Der Weg zum Mainstream

28.08.2019

Episode 6 herunterladen

Wie bereits in der letzten Episode von Bitcoin Suisse Decrypt erläutert, ist es für die breite Akzeptanz von Blockchains erforderlich, dass sie technisch in der Lage sind, hohe Durchsätze zu bewältigen. Blockchains müssen also noch stärker skalierbar sein, als dies heute in der Praxis möglich ist. Ebenso wichtig wie der technologische Aspekt ist auch die Verbesserung der User Experience.

Die heutige zentralisierte Bankinfrastruktur ist auf Einfachheit ausgelegt. Der Kunde kann mit Sicherheit davon ausgehen, dass sein Geld nicht einfach “verloren gehen kann”. Der Nutzer ist gegen Betrug und Diebstahl abgesichert – die Verantwortung für die sichere Aufbewahrung der Kundengelder liegt weitgehend bei der Bank.

Dank Kryptowährungen können Geldwerte nun wieder frei zwischen Einzelpersonen (Peer-to-Peer) übertragen werden. Zur Autorisierung einer Transaktion von einer Adresse aus ist lediglich eine Signatur mit dem entsprechenden privaten Schlüssel notwendig. Damit geht aber auch die Verantwortung einher, den privaten Schlüssel zu schützen, der häufig den Zugangscode zu erheblichen Geldbeträgen enthält. Ein Blatt Papier herumliegen zu haben, auf das einige Wörter (mnemotechnische Sätze) geschrieben sind (Wörter, die bei Diebstahl oder Verlust zum finanziellen Ruin führen könnten), klingt nicht gerade beruhigend. Selbst bei Hardware-Wallets, die zu den sichersten Methoden zur Verwaltung persönlicher Kryptoressourcen gehören, muss der User irgendwo einen Recovery-Satz hinterlegen für den Fall, dass das Gerät verloren geht.

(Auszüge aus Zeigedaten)
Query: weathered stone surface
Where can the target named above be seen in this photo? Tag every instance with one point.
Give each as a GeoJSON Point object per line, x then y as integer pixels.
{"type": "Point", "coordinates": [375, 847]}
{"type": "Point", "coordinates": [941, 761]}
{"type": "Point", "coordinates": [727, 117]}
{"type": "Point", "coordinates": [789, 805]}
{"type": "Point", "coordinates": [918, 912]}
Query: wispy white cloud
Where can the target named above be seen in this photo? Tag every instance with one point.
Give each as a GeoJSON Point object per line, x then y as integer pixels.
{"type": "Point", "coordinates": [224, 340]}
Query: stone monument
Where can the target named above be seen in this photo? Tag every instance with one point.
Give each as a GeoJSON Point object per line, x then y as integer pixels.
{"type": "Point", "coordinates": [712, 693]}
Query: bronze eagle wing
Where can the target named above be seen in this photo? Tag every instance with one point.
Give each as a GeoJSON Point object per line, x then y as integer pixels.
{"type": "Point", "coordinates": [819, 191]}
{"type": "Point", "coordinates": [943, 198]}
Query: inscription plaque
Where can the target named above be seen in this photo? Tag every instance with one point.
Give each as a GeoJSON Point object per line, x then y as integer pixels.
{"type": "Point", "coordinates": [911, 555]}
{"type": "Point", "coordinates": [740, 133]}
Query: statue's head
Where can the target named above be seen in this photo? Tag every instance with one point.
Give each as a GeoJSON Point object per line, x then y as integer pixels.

Anforderungen ->
1 - Schreiben Sie aus dem zitierten Abschnitt den Teil zwischen „Dank Kryptowährungen können“ und „Gerät verloren geht.“ wortgetreu ab, beide Stellen eingeschlossen.
2 - Führen Sie alle Ergänzungen auf, die im zitierten Abschnitt in runden Klammern stehen.

Lösungsliste ->
1 -
Dank Kryptowährungen können Geldwerte nun wieder frei zwischen Einzelpersonen (Peer-to-Peer) übertragen werden. Zur Autorisierung einer Transaktion von einer Adresse aus ist lediglich eine Signatur mit dem entsprechenden privaten Schlüssel notwendig. Damit geht aber auch die Verantwortung einher, den privaten Schlüssel zu schützen, der häufig den Zugangscode zu erheblichen Geldbeträgen enthält. Ein Blatt Papier herumliegen zu haben, auf das einige Wörter (mnemotechnische Sätze) geschrieben sind (Wörter, die bei Diebstahl oder Verlust zum finanziellen Ruin führen könnten), klingt nicht gerade beruhigend. Selbst bei Hardware-Wallets, die zu den sichersten Methoden zur Verwaltung persönlicher Kryptoressourcen gehören, muss der User irgendwo einen Recovery-Satz hinterlegen für den Fall, dass das Gerät verloren geht.

2 -
- Peer-to-Peer
- mnemotechnische Sätze
- Wörter, die bei Diebstahl oder Verlust zum finanziellen Ruin führen könnten